(Natural language region descriptions)

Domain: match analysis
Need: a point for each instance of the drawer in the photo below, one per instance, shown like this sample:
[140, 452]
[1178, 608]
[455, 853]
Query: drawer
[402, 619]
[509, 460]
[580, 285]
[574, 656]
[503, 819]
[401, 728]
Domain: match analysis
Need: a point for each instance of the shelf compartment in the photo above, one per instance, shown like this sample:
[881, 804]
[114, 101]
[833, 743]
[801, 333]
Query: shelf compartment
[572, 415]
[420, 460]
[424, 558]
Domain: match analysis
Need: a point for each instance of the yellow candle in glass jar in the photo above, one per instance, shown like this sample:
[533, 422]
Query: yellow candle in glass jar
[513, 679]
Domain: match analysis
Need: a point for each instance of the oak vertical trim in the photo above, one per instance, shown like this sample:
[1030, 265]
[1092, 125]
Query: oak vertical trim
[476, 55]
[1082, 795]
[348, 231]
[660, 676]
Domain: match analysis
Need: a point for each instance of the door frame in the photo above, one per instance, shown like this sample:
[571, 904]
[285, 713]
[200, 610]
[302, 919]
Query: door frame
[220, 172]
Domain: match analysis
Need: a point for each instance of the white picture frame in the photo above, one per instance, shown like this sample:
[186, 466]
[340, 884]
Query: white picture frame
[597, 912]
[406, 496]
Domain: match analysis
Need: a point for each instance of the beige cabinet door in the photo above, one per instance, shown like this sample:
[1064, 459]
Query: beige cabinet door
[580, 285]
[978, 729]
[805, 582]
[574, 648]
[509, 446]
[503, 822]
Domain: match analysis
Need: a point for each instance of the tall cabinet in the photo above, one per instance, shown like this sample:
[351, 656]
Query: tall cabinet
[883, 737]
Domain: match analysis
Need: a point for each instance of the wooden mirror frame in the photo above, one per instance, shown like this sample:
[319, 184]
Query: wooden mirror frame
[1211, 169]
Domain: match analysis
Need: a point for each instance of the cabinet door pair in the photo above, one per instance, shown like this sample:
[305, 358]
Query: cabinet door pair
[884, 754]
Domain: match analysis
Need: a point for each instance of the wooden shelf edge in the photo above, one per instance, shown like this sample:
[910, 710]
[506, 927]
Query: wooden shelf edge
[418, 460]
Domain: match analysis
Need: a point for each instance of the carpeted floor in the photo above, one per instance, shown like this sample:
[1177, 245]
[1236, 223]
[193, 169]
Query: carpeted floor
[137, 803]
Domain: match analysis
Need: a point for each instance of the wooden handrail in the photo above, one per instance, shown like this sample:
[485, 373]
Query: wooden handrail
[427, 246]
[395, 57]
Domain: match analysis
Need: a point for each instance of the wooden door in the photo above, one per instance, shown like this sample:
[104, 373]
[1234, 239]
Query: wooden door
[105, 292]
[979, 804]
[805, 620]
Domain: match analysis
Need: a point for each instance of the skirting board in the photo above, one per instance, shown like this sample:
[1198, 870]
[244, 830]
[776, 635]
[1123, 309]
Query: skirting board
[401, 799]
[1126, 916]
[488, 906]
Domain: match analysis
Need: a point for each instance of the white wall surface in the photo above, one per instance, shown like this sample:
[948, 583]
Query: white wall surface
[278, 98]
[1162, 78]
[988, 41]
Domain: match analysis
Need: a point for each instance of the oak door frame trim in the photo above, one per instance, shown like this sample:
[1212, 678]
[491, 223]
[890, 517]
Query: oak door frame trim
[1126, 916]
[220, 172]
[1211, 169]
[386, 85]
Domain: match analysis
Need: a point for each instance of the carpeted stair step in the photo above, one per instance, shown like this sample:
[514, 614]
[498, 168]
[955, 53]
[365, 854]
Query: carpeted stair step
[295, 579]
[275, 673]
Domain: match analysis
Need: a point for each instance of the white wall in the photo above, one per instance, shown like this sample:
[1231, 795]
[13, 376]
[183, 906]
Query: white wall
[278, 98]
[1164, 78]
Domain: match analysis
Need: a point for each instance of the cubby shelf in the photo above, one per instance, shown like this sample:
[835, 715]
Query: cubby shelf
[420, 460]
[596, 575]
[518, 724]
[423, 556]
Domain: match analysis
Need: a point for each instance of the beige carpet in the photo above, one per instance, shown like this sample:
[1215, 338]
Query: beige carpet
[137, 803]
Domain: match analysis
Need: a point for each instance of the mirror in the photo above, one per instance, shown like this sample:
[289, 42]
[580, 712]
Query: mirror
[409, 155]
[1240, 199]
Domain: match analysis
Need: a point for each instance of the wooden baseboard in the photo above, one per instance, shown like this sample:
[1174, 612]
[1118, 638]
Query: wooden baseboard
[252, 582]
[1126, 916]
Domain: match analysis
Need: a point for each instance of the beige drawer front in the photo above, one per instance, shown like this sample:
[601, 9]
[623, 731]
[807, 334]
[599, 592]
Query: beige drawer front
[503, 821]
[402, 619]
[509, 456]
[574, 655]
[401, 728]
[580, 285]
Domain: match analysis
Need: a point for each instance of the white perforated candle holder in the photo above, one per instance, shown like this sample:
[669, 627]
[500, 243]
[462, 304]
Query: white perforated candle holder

:: Task requirements ::
Report the lines above that contain "perforated".

:: Exercise answer ::
Need: a point for each instance of the white perforated candle holder in the photo above, one per instance, shown like this sample:
Query: white perforated candle holder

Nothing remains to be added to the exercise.